▸ **What is needed**: In the entries that follow, find the line containing "the water, which"; from there, copy every line exactly through the line containing "Look at the photo above. For each instance of the wet".

▸ **Data supplied**:

____________

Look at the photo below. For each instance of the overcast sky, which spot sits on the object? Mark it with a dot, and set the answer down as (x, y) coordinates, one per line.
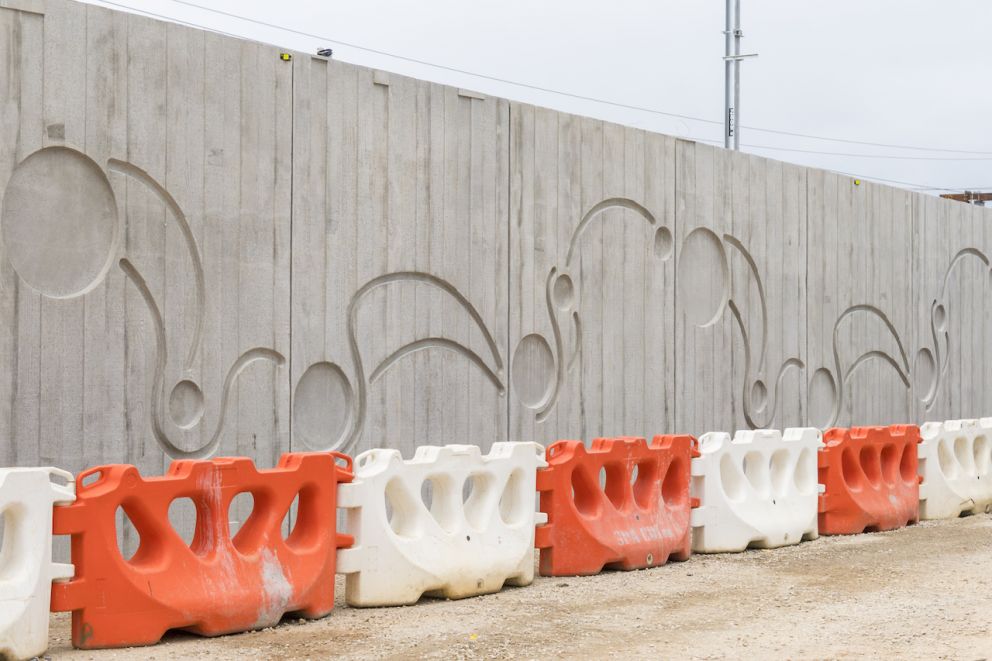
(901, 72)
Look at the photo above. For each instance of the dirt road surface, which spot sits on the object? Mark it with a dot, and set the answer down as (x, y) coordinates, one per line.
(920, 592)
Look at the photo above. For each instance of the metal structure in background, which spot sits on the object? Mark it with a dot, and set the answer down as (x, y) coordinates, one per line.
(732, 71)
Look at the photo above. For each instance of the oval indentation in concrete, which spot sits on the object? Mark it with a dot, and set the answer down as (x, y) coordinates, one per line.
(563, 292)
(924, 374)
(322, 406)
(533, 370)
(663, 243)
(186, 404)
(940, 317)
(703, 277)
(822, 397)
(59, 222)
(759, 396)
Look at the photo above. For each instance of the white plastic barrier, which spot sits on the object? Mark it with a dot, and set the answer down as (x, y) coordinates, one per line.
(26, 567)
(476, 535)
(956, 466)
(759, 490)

____________

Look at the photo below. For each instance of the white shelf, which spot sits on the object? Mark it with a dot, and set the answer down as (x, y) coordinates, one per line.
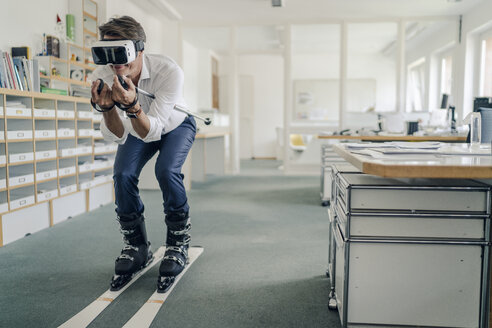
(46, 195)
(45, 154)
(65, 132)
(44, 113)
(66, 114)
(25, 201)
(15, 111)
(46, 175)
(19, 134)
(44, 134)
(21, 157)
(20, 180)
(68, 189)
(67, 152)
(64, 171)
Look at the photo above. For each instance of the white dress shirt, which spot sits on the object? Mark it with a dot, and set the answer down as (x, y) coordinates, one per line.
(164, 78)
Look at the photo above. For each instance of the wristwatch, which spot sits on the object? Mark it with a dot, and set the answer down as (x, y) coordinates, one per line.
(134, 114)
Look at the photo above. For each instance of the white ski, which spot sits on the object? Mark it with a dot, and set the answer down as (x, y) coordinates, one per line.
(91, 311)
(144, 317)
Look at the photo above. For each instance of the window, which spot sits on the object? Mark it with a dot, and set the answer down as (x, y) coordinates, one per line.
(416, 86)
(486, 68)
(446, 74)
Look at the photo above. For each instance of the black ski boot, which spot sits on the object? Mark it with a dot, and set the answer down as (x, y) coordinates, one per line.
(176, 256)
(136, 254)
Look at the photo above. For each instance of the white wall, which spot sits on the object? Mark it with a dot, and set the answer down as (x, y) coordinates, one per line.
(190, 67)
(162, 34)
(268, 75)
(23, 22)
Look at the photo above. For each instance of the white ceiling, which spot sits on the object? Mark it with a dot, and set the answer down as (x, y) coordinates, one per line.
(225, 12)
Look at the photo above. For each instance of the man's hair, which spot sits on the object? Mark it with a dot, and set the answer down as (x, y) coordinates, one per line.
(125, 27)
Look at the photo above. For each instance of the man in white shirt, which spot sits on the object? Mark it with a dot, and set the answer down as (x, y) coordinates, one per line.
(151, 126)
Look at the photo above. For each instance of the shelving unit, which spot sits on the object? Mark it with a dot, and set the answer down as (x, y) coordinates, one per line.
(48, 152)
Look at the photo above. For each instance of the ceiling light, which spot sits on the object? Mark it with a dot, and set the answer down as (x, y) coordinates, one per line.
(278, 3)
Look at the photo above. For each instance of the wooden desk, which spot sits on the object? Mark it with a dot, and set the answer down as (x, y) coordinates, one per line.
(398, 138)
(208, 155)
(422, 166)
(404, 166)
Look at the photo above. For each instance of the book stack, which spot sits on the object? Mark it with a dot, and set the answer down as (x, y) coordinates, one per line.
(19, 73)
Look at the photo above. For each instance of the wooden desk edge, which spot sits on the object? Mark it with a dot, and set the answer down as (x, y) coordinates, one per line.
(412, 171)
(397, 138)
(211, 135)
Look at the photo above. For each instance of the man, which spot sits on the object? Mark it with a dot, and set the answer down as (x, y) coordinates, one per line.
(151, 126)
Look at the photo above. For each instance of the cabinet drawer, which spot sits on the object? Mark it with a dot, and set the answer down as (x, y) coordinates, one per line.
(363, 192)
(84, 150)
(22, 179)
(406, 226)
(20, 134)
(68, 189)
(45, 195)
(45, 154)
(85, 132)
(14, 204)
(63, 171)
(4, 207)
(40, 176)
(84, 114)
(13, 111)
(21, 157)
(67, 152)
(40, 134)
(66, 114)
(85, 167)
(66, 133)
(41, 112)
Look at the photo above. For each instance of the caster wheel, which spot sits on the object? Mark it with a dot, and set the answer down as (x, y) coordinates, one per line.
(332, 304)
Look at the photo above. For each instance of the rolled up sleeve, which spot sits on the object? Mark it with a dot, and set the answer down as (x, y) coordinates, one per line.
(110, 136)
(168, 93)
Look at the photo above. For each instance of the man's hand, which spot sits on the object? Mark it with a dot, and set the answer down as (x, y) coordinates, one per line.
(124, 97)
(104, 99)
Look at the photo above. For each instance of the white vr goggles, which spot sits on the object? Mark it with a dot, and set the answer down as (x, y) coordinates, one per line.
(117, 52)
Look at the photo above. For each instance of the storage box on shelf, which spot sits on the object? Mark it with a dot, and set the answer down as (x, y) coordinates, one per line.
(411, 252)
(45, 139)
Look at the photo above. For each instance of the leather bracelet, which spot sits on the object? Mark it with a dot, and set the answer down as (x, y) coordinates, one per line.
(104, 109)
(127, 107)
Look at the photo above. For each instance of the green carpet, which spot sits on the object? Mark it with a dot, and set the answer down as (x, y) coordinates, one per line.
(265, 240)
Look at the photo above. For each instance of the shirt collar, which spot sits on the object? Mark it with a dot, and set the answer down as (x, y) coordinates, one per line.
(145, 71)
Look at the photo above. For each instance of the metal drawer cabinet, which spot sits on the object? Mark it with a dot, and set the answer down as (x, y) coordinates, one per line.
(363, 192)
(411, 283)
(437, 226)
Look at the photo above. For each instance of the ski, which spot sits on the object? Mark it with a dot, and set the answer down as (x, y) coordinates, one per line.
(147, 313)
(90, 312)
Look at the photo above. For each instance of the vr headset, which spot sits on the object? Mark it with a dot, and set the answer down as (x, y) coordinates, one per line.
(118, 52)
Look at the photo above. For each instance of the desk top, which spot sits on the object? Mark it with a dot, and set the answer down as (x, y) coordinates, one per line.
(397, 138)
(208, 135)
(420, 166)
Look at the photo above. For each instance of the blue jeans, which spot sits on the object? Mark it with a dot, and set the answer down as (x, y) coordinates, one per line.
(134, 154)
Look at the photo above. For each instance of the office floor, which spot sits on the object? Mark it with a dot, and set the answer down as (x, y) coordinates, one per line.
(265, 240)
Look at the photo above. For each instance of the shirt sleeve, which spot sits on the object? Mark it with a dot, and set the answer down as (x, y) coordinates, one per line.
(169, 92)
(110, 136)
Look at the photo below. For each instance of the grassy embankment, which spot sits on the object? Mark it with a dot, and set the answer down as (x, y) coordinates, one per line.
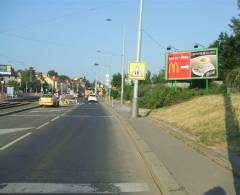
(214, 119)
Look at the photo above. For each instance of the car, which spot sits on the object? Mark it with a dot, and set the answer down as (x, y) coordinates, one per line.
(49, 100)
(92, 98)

____________

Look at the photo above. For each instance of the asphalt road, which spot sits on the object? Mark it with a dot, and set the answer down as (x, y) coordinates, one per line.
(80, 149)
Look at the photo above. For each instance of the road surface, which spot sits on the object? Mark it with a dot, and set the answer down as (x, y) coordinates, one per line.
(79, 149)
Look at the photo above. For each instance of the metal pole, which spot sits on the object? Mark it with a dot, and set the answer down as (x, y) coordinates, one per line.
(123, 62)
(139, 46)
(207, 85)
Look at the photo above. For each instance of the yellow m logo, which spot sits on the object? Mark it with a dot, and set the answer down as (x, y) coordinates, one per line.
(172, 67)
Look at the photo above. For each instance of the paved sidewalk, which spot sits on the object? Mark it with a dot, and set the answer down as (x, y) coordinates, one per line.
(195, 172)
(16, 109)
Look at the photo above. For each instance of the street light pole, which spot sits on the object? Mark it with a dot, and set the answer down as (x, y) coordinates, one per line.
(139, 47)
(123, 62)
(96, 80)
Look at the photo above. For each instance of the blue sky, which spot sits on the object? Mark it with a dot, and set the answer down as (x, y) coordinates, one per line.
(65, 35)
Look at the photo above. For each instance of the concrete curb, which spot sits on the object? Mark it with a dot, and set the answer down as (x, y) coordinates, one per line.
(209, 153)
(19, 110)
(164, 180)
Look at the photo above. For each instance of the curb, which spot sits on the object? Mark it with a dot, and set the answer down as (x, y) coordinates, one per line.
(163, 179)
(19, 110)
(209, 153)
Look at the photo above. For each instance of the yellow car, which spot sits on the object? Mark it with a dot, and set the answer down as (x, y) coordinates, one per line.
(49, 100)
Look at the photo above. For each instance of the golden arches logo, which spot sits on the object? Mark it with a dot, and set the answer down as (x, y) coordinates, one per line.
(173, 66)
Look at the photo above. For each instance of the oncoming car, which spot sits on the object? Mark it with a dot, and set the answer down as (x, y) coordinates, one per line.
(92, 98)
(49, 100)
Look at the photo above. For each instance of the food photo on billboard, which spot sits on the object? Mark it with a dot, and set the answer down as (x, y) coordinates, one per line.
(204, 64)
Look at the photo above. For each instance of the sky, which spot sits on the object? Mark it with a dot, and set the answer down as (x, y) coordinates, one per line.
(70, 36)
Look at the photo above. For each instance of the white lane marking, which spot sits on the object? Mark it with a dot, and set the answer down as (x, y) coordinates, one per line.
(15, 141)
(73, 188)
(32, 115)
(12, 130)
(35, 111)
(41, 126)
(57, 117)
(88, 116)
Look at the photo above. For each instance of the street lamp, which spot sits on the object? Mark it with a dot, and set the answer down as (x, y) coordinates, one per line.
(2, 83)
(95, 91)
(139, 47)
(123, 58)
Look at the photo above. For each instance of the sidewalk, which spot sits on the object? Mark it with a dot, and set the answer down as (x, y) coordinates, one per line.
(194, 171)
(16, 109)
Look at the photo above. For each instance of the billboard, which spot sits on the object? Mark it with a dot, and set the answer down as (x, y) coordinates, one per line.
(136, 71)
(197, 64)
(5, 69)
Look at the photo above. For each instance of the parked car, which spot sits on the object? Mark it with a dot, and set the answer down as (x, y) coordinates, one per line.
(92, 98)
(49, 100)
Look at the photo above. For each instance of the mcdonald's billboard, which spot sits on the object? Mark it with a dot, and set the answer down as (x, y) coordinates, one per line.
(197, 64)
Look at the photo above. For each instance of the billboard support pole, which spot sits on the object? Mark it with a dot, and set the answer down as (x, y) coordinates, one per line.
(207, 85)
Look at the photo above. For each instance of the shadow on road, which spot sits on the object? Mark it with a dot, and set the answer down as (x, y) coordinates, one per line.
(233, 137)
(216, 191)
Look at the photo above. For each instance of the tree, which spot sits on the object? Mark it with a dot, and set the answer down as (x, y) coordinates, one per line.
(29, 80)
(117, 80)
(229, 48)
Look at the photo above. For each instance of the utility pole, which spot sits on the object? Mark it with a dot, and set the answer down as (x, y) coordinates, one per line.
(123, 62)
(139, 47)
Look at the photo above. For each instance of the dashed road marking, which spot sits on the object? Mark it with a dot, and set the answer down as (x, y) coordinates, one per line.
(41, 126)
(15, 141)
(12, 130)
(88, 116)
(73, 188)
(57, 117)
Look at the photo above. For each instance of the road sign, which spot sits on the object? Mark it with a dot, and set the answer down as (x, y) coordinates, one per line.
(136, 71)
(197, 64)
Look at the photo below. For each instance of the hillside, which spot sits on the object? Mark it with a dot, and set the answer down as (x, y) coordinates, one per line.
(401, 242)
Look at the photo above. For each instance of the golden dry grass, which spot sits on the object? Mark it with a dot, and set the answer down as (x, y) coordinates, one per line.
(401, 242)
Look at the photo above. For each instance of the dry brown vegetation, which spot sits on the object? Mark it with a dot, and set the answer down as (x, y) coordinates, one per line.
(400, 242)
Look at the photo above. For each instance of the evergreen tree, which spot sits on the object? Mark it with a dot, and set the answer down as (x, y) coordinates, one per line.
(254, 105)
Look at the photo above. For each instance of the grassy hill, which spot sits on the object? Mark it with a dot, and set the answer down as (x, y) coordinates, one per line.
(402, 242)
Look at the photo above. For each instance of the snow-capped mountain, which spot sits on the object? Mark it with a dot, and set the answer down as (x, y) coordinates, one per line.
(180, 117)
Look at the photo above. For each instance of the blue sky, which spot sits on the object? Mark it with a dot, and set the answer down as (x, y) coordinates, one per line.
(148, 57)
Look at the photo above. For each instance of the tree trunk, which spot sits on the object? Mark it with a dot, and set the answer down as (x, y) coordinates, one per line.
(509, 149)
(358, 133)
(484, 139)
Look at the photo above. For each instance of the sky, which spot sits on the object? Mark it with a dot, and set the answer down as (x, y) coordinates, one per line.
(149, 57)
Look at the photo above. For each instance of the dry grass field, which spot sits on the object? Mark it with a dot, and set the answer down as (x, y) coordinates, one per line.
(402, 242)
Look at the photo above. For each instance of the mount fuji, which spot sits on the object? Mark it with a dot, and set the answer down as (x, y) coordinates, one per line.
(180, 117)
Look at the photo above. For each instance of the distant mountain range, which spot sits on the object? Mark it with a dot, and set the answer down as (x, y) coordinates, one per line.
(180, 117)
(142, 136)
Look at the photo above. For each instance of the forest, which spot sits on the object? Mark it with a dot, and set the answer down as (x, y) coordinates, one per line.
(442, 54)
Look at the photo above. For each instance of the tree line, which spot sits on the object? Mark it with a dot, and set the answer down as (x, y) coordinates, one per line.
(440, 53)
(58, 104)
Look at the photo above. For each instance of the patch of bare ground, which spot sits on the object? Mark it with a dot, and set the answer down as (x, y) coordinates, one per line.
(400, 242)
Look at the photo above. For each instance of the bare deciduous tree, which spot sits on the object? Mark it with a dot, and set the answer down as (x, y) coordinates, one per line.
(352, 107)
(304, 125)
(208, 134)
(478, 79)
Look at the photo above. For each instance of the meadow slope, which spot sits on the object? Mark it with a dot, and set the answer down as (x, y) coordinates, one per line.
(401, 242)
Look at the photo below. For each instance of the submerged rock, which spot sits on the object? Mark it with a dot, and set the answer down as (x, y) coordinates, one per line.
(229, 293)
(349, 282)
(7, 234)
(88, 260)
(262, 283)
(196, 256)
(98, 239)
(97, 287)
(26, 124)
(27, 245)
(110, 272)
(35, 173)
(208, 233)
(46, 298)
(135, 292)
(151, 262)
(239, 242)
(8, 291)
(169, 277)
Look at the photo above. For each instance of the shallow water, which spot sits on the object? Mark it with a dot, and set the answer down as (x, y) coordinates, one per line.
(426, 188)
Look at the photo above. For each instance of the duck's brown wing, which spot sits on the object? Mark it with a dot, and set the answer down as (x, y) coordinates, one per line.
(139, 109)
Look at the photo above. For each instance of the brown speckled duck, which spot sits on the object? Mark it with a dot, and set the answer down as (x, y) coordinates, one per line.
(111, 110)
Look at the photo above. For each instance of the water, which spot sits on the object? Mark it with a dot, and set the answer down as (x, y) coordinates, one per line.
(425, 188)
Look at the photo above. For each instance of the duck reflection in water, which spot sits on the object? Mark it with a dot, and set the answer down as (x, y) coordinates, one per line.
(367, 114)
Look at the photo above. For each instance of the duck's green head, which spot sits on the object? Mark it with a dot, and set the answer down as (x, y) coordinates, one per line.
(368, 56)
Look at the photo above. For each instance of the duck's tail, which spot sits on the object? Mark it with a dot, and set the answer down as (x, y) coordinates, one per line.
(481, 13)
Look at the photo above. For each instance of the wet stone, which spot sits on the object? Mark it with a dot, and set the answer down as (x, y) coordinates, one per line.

____________

▸ **Exercise solution**:
Look at the photo above. For each instance of the water, which spot sits on the object? Mark it with a dot, and set the answer down as (x, y) coordinates, one per line.
(425, 188)
Look at the photo above. For each instance of the duck reflection in water, which spot sits on the object? Mark it with a dot, and set the answer down as (x, y) coordinates, one per line.
(367, 114)
Look at the photo above. For each instance of the duck's green head, which spot sits on the object? Mark it with a dot, and set the answer down as (x, y) coordinates, one per line.
(368, 56)
Look at the photo above. For each instance of the duck's tail, which spot sits on the object? Mark it with a dot, and set the answer down as (x, y) coordinates, one per line.
(481, 13)
Look at the photo above. For each instance of the wet stone, which spot sits on the object? Mark it with a dot, and set the answer down as (x, y) coordinates, one per line.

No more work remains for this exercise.